| What to do |
Below are some records. Return exactly the lines from the one containing "point(418, 385)" through the one containing "Target: woman in navy blue dress", both included, and only those.

___

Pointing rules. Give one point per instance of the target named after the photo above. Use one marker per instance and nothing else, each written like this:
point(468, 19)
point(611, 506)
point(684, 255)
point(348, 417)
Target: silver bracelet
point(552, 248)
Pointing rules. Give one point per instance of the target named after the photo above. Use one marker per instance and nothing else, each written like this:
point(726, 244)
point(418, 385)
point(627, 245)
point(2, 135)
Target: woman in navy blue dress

___

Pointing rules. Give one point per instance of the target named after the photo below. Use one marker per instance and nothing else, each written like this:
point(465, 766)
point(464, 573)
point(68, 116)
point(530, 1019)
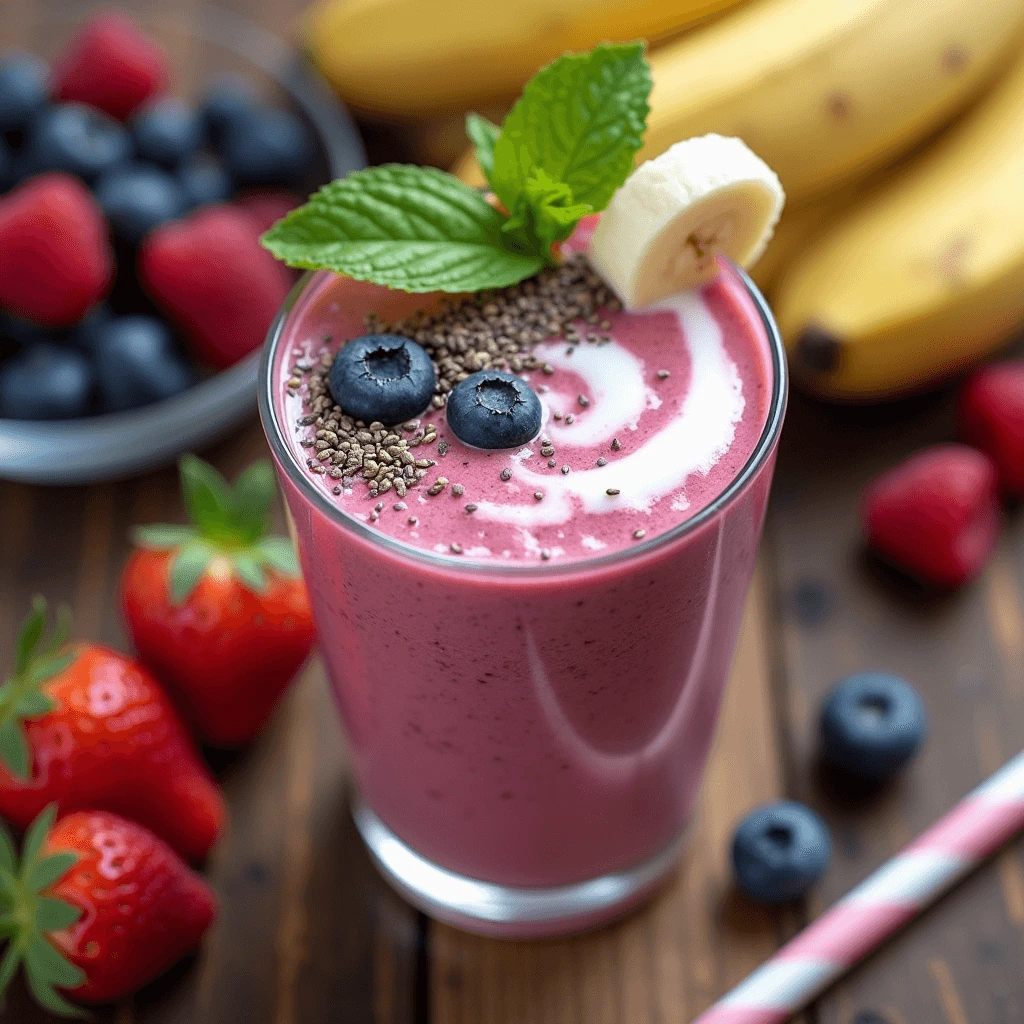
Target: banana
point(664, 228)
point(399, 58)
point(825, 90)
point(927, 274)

___

| Answer section |
point(418, 385)
point(627, 245)
point(2, 135)
Target: woman in navy blue dress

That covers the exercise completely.